> _TASK TO CARRY OUT_
Copy out each line of the data that includes the string "leggings".

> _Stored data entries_
○ ○ ○ ○ ○

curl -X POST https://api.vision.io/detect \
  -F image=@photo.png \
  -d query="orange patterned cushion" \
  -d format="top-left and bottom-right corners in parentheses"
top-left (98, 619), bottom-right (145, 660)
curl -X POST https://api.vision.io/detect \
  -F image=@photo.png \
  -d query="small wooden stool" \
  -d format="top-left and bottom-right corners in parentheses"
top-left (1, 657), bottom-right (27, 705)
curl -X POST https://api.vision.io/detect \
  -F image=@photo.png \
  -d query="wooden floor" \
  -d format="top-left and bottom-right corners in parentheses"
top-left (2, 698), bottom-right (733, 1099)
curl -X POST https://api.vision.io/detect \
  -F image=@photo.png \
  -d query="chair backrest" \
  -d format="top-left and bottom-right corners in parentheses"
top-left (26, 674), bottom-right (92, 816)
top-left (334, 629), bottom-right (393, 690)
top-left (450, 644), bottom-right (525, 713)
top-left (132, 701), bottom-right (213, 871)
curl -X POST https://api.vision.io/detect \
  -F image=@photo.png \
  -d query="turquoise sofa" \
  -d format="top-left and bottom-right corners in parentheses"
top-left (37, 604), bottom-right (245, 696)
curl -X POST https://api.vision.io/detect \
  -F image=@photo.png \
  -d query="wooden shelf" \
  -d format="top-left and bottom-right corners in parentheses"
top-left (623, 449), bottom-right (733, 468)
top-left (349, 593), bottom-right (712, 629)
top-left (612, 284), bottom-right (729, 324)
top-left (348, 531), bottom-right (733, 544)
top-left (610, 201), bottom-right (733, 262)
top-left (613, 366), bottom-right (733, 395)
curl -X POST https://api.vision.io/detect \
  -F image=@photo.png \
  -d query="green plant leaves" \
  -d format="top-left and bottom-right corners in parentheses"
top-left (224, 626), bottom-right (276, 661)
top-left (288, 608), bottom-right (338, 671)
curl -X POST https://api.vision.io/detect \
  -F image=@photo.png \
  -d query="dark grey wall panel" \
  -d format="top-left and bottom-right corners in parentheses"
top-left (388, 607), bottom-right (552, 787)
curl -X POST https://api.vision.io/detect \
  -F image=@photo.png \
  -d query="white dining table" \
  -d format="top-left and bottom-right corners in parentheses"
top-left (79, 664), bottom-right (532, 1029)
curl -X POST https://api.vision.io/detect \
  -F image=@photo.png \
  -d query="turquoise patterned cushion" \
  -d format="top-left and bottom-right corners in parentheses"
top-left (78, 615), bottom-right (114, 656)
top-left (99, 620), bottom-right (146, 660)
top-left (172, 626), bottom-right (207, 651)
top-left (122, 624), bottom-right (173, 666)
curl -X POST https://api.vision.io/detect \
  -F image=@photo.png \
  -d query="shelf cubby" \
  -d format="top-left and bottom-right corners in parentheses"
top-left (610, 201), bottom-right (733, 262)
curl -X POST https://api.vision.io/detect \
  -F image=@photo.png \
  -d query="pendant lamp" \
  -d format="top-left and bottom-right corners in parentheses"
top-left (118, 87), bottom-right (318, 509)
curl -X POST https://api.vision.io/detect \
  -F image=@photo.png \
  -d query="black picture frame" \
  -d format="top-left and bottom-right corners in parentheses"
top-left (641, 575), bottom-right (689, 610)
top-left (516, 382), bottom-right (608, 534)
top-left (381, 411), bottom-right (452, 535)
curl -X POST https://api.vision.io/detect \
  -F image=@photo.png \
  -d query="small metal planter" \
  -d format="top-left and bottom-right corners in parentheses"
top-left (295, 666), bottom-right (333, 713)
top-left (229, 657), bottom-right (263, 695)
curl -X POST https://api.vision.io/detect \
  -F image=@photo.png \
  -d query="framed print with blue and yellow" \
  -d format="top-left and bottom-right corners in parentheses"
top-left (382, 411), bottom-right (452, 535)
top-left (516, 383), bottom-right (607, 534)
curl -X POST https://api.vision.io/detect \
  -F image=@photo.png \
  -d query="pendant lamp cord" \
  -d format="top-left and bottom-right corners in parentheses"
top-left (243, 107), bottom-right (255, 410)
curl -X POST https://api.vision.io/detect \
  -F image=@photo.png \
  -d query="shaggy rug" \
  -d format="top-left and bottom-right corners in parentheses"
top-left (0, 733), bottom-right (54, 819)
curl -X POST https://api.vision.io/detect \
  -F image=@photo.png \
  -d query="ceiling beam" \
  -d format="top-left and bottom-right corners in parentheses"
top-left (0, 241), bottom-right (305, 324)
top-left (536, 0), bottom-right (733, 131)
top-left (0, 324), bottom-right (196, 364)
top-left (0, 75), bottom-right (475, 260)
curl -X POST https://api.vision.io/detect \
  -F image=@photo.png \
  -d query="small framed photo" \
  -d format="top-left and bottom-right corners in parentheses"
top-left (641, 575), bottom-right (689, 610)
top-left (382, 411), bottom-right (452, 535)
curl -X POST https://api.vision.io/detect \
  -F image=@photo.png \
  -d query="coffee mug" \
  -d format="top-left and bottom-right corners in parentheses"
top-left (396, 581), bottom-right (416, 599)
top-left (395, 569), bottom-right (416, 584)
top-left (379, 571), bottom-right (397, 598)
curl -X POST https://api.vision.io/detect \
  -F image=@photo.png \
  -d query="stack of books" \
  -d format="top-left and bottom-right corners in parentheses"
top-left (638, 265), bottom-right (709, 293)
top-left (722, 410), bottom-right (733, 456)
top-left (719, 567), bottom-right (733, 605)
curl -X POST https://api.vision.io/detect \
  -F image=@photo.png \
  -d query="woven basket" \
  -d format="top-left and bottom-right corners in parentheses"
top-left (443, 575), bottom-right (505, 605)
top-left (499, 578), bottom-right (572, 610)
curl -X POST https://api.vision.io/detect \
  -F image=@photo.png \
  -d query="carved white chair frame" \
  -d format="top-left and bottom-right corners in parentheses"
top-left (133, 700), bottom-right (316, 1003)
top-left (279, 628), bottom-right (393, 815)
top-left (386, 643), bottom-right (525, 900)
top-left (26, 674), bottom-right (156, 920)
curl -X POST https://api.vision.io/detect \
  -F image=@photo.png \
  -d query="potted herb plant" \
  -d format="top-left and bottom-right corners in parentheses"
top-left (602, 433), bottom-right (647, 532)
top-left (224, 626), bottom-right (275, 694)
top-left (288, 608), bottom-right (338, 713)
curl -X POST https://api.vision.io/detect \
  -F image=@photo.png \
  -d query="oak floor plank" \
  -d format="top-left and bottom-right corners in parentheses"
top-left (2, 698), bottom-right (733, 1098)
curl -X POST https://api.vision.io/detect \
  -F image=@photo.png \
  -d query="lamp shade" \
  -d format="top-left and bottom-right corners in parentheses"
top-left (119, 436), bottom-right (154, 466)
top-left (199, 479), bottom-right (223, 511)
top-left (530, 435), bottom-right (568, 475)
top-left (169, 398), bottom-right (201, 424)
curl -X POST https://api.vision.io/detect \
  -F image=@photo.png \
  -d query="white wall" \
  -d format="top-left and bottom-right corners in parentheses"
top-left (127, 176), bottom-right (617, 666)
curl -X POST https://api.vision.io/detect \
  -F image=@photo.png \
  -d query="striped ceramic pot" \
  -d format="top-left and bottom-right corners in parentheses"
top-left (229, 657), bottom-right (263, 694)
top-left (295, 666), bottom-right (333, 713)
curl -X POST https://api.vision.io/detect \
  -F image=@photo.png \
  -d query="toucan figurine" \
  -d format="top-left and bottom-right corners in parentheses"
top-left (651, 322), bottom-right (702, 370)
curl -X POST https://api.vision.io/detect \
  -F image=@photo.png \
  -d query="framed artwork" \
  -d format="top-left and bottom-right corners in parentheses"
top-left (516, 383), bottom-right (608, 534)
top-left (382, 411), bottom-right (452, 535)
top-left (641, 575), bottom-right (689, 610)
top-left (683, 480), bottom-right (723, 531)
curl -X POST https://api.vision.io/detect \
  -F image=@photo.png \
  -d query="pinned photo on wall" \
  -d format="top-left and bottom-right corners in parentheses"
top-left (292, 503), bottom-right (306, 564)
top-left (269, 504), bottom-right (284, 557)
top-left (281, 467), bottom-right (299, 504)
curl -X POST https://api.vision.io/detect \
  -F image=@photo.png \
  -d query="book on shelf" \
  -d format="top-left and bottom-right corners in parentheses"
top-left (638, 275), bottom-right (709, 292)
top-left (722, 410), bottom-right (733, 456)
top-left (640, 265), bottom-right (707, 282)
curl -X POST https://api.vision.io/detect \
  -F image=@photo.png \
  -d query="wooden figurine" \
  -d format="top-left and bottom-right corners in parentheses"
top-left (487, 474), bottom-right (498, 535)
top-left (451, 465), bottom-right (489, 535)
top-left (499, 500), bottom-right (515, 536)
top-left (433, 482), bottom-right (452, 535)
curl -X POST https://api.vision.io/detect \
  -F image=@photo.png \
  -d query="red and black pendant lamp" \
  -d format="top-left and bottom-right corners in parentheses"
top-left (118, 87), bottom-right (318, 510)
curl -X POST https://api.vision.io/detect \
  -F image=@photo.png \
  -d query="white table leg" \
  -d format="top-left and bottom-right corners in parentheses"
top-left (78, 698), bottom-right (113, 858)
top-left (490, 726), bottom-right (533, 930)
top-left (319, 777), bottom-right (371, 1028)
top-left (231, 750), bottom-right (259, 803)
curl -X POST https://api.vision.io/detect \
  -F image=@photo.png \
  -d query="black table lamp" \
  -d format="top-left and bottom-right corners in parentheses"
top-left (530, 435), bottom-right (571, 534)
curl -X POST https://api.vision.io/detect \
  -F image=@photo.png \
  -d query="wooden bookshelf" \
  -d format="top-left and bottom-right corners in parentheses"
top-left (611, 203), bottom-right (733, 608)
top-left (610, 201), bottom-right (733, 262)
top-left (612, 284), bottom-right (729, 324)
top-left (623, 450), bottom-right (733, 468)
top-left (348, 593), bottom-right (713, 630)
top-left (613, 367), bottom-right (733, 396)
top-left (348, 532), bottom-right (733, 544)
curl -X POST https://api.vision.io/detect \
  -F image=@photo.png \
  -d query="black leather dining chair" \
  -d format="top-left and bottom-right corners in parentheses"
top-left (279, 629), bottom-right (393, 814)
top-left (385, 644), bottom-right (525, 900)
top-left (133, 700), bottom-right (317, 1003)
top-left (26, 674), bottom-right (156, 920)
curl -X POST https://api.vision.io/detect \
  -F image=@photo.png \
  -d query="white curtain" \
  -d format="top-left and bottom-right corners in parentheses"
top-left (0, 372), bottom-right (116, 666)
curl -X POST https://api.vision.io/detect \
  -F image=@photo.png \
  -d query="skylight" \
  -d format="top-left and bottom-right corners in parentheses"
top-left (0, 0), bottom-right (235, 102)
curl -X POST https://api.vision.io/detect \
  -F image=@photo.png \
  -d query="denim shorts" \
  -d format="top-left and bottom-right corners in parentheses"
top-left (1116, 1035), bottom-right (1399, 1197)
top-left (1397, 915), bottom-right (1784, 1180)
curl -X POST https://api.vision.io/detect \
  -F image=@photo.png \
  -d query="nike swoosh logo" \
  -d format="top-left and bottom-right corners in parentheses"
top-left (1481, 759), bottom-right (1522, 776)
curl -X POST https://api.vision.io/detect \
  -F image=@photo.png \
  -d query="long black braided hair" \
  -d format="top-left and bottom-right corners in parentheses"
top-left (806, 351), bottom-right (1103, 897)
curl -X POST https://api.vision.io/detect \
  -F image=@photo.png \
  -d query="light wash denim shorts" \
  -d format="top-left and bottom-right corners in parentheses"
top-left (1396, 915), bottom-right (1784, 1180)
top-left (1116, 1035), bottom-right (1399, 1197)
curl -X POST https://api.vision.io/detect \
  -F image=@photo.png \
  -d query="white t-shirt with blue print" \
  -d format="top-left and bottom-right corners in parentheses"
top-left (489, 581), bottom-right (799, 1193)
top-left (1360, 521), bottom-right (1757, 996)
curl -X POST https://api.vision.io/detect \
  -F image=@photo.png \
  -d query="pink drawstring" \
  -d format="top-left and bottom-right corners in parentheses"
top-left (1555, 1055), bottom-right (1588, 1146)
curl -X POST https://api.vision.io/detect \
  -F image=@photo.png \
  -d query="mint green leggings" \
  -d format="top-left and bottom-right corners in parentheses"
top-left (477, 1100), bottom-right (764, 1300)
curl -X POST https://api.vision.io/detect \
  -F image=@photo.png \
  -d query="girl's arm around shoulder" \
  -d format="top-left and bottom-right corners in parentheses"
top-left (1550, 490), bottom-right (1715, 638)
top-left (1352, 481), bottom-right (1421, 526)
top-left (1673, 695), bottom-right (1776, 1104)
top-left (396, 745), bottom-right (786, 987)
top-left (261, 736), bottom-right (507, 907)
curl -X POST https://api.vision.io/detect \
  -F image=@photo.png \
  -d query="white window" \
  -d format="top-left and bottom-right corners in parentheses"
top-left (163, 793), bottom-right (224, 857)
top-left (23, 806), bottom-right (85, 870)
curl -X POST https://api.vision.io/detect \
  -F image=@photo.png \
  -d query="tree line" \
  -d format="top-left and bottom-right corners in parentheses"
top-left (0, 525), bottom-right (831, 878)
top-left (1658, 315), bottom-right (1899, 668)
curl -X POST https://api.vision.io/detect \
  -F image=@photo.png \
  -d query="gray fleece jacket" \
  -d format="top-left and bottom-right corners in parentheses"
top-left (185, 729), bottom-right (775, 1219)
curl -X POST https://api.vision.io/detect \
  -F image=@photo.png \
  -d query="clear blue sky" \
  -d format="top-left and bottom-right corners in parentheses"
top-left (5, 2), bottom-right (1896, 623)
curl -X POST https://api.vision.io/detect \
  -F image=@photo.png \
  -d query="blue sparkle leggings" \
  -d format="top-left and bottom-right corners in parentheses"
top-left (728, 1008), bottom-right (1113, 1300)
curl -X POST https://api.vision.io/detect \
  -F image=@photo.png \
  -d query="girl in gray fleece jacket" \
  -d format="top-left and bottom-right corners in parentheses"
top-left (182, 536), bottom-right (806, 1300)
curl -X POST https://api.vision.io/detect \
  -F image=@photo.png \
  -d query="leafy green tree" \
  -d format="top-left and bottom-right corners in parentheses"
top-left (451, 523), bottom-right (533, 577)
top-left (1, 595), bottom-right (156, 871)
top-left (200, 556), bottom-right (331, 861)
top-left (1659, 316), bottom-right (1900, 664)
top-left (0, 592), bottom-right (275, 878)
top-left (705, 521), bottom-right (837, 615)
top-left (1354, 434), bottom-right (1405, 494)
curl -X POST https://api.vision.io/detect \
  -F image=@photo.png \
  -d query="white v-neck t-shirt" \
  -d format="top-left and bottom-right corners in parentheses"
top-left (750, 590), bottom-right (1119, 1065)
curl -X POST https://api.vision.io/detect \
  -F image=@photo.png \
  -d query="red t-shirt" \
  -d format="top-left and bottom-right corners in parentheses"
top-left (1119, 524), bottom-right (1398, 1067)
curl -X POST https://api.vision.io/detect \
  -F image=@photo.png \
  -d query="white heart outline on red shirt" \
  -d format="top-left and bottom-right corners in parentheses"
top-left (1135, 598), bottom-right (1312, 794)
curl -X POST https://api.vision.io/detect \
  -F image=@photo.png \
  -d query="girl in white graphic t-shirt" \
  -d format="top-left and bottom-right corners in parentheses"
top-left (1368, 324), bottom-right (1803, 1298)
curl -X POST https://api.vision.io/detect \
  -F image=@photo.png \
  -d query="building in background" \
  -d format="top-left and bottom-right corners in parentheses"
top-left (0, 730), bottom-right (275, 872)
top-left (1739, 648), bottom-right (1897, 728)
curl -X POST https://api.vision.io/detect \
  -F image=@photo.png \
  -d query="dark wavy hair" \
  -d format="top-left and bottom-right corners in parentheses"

○ ○ ○ ○ ○

> _YOUR SOLUTION_
  -d query="mint green leggings" \
  -d query="blue sparkle leggings" \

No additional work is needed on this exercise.